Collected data
*****
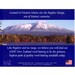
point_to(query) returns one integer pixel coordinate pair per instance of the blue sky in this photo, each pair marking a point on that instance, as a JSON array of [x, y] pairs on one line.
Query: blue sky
[[69, 24]]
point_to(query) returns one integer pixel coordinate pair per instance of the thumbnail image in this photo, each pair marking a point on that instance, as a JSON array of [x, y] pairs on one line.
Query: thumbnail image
[[51, 31]]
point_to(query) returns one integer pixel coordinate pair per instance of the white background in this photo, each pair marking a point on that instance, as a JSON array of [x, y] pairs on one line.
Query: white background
[[37, 4]]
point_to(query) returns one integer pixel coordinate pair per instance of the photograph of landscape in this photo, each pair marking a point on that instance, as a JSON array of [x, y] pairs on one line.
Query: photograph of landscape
[[36, 31]]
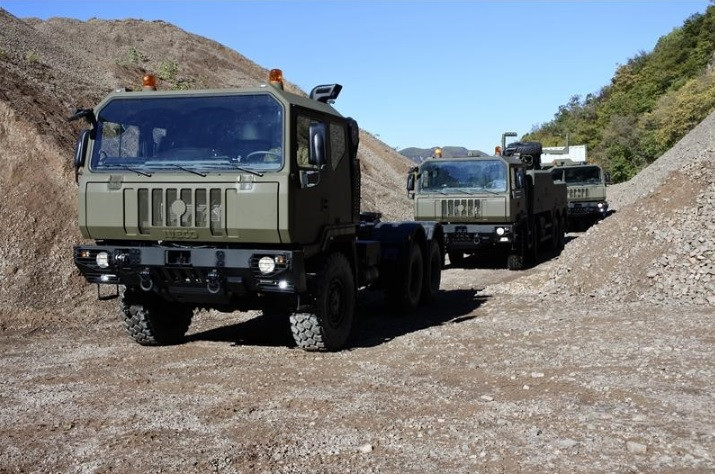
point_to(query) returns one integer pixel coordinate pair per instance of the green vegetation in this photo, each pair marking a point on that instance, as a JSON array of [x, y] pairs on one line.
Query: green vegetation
[[652, 102], [168, 69], [32, 57], [135, 56]]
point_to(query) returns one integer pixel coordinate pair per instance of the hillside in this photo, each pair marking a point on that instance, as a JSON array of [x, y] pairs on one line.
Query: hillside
[[653, 100], [420, 154], [657, 248], [43, 78]]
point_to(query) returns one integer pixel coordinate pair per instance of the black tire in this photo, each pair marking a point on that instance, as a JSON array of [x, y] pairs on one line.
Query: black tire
[[327, 324], [456, 258], [562, 234], [555, 232], [530, 152], [151, 321], [515, 261], [405, 290], [433, 277]]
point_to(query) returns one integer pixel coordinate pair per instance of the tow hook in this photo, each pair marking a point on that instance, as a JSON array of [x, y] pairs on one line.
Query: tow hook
[[213, 282], [145, 281]]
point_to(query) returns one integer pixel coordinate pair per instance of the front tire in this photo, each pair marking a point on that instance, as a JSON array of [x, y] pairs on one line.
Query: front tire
[[150, 321], [328, 322], [405, 291], [433, 277]]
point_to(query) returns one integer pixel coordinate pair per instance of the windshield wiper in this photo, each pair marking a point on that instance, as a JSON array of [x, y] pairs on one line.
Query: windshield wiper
[[184, 168], [241, 168], [129, 168]]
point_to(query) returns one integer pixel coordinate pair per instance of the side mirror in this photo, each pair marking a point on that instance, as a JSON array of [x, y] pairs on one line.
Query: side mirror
[[317, 144], [80, 152]]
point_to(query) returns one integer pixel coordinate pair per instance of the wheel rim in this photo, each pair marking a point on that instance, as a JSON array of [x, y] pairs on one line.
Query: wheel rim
[[435, 274], [415, 283], [334, 303]]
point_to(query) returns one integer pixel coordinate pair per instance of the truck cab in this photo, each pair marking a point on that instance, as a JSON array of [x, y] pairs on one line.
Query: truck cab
[[586, 187], [490, 204], [238, 199]]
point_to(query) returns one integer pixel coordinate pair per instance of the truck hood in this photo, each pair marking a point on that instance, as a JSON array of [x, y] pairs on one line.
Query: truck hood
[[476, 208], [586, 193], [207, 212]]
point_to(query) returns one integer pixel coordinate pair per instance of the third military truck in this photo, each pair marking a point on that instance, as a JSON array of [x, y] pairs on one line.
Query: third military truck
[[492, 204], [238, 199]]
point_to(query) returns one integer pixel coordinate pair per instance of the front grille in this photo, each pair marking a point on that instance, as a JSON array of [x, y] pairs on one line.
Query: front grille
[[577, 193], [181, 207], [181, 276], [465, 208]]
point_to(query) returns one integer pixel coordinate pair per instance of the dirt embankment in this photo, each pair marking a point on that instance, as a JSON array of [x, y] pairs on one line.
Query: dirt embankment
[[599, 360]]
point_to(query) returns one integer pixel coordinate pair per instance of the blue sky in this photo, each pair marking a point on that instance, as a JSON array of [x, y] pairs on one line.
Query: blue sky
[[421, 73]]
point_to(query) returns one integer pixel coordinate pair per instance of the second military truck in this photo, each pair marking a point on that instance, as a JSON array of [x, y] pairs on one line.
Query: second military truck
[[239, 199], [586, 187], [503, 203]]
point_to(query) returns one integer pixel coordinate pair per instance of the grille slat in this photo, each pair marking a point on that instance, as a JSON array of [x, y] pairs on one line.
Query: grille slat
[[189, 208], [577, 193], [462, 207]]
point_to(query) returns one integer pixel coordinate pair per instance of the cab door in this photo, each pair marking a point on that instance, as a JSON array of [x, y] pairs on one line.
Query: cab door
[[311, 202]]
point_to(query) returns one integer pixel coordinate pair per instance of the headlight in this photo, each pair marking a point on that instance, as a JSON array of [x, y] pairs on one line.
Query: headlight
[[102, 260], [266, 265]]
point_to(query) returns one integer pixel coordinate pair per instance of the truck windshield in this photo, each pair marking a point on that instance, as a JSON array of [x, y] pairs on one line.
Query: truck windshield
[[190, 133], [578, 175], [447, 176]]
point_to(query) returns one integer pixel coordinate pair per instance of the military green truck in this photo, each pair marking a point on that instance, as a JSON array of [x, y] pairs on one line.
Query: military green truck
[[586, 186], [492, 204], [238, 199]]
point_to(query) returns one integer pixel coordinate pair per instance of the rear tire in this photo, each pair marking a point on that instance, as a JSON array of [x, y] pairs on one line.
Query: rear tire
[[327, 324], [456, 258], [515, 261], [151, 321], [433, 278], [405, 291]]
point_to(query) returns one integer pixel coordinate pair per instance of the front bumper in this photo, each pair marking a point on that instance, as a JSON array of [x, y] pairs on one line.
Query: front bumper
[[588, 209], [469, 237], [192, 274]]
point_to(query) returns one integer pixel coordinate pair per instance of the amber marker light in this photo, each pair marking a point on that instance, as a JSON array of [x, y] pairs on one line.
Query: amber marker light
[[149, 82], [275, 77]]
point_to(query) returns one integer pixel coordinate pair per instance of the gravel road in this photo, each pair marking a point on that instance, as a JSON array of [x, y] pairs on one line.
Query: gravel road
[[478, 382]]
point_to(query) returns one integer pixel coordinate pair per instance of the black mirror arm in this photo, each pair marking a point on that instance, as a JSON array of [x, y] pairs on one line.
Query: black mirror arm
[[87, 114]]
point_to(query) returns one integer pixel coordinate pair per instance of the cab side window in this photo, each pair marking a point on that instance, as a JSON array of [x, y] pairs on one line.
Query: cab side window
[[337, 143], [302, 142]]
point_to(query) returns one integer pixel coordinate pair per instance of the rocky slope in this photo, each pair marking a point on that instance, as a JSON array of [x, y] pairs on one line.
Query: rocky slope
[[658, 247], [43, 77]]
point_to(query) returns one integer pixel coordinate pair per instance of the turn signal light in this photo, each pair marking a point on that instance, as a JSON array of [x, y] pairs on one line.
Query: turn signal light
[[149, 82], [275, 77]]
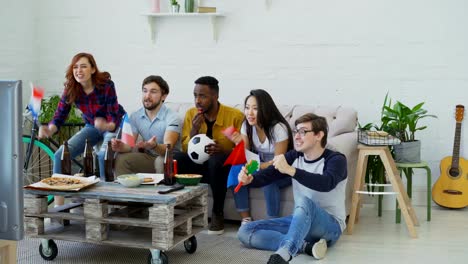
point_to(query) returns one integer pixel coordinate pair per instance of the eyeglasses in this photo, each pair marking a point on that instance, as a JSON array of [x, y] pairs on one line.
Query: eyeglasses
[[301, 132]]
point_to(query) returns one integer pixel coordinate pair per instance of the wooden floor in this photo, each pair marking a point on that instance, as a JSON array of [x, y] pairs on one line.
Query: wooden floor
[[381, 240]]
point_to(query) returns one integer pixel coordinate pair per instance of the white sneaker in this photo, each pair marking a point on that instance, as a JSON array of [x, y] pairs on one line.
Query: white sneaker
[[319, 249], [246, 220]]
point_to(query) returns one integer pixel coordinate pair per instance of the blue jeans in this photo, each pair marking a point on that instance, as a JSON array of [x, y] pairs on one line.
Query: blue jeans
[[76, 146], [308, 223], [272, 194]]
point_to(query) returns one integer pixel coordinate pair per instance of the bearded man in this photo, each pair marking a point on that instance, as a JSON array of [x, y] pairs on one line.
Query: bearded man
[[156, 124]]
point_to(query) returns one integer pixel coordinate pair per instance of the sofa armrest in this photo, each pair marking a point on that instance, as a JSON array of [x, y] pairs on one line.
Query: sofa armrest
[[347, 144]]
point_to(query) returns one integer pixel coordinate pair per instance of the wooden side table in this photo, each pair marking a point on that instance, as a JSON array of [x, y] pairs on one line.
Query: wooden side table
[[395, 180]]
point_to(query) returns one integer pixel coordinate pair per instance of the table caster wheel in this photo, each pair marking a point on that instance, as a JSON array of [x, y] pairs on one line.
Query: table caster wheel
[[191, 245], [163, 259], [48, 252]]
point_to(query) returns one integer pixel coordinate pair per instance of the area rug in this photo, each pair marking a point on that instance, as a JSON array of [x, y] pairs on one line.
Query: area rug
[[210, 250]]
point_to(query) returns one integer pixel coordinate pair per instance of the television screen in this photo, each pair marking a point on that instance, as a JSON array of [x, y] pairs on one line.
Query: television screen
[[11, 161]]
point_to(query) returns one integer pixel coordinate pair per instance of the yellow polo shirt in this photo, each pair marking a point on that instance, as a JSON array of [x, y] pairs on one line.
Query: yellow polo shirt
[[227, 116]]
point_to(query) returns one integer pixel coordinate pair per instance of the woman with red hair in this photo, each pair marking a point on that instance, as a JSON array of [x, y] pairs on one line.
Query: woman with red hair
[[94, 94]]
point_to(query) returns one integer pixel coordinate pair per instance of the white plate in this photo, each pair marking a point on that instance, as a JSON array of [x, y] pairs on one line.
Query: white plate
[[157, 177]]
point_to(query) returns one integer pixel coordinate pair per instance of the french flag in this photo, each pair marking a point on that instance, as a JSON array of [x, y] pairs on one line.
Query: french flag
[[127, 133], [36, 99]]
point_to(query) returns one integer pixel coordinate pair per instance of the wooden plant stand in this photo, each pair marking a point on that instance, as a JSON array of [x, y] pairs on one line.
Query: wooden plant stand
[[395, 180]]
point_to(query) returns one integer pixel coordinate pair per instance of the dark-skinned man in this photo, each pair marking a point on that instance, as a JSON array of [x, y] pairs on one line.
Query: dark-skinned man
[[210, 117]]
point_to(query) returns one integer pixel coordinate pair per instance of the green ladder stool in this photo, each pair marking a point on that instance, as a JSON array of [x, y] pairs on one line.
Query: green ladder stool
[[408, 168]]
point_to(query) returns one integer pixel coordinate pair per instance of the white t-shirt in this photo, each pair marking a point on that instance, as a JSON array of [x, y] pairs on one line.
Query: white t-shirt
[[266, 150]]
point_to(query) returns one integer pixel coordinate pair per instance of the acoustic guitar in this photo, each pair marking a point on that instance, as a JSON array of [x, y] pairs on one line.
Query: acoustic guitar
[[451, 189]]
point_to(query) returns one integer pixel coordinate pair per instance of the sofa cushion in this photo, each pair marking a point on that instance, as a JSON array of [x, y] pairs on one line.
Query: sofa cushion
[[340, 119]]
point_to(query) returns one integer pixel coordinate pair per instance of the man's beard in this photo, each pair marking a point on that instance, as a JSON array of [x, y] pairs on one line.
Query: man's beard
[[152, 106]]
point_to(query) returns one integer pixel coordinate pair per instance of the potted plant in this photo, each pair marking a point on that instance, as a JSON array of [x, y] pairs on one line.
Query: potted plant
[[175, 6], [73, 123], [402, 122]]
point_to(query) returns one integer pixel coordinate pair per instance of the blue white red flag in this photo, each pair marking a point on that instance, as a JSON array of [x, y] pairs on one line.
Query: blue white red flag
[[37, 93], [127, 133]]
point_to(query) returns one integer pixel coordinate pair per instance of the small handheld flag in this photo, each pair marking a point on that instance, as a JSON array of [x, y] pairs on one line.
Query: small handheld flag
[[37, 93], [251, 168], [127, 133]]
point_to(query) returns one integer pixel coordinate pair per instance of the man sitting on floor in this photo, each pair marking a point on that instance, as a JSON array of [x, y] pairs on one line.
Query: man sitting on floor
[[319, 178]]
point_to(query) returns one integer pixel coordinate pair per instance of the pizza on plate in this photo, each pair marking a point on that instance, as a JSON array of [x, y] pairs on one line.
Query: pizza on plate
[[63, 183]]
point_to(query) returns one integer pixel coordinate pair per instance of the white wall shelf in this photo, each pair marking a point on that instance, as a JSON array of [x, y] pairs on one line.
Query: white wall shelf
[[213, 17]]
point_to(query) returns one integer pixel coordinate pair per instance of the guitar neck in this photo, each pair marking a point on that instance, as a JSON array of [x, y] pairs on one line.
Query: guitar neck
[[456, 146]]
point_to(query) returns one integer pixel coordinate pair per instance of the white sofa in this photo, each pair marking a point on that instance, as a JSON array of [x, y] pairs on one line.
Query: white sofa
[[342, 137]]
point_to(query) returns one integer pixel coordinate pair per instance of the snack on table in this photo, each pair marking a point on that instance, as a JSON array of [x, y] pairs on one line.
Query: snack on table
[[63, 183], [377, 133]]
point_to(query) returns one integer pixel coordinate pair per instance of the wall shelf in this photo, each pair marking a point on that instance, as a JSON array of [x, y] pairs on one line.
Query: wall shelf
[[153, 17]]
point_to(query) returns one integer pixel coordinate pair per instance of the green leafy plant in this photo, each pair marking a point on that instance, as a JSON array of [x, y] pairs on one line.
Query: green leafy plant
[[48, 107], [402, 121]]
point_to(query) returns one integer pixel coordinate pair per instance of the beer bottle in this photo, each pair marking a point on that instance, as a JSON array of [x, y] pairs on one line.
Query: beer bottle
[[88, 160], [65, 160], [109, 163], [168, 169]]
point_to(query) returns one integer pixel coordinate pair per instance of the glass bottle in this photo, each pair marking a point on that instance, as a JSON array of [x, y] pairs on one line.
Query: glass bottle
*****
### Job:
Copy the stretch of material from the line containing "the cab door" through the line containing "[[311, 202]]", requests included, and shift every answer coordinate by adding 40 to it.

### Reply to the task:
point_to(query) returns one integer pixel coordinate pair per instance of the cab door in this photo, each pair marking a point on that instance, as a JSON array of [x, y] pairs on one line.
Query: cab door
[[351, 242]]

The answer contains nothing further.